*** Opening of Supplied data ***

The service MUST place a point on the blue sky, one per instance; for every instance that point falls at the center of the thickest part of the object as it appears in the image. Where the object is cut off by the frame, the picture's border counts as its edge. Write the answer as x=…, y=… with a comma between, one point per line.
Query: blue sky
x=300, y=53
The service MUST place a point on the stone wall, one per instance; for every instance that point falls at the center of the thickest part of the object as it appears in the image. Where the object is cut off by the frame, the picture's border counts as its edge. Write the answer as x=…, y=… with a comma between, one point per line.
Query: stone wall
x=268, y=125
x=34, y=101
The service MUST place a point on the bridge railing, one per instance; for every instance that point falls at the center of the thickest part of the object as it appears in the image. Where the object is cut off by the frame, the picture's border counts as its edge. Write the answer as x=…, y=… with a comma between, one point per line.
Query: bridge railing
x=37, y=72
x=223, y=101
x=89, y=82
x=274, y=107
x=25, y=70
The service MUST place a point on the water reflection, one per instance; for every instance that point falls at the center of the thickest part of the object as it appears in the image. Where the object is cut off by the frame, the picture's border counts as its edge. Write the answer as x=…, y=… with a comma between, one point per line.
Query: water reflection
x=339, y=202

*** Close of Supplied data ***

What this task involves: Restate each entry exactly, skipping none.

Solution:
The service MUST place a point on the blue sky, one per instance; for every instance that point falls at the center of the thickest part of the object as it appears in the image. Where the object is cut off by the frame, the picture's border counts as its edge. Write the answer as x=…, y=… with a comma between, one point per line.
Query: blue sky
x=300, y=53
The service MUST place a point on the stone wall, one per instance; for every instance that point falls at the center of the thickest part of the object as it appears in the image. Where the object is cut off by the frame, the picture's border counts as its edge. Write the answer as x=…, y=… with a comma between, one point per line.
Query: stone wall
x=268, y=125
x=34, y=101
The service MUST place a point on the bridge railing, one per instance; for every instance that point falls at the center of the thickest part of the object as it appears in the image. Where the object is cut off by the frame, the picture's border counts as its edge. Write the answer as x=…, y=… with a comma between, one point per line.
Query: bridge railing
x=37, y=72
x=223, y=101
x=89, y=82
x=274, y=107
x=25, y=70
The service MUST place a point on the water reflection, one per instance; for every instance that point falls at the center of the thickest part of the object as it appears in the image. Where the object is cut off by the frame, the picture's border counts as its edge. Write the answer as x=…, y=… with a comma between, one point per line.
Query: water reflection
x=339, y=202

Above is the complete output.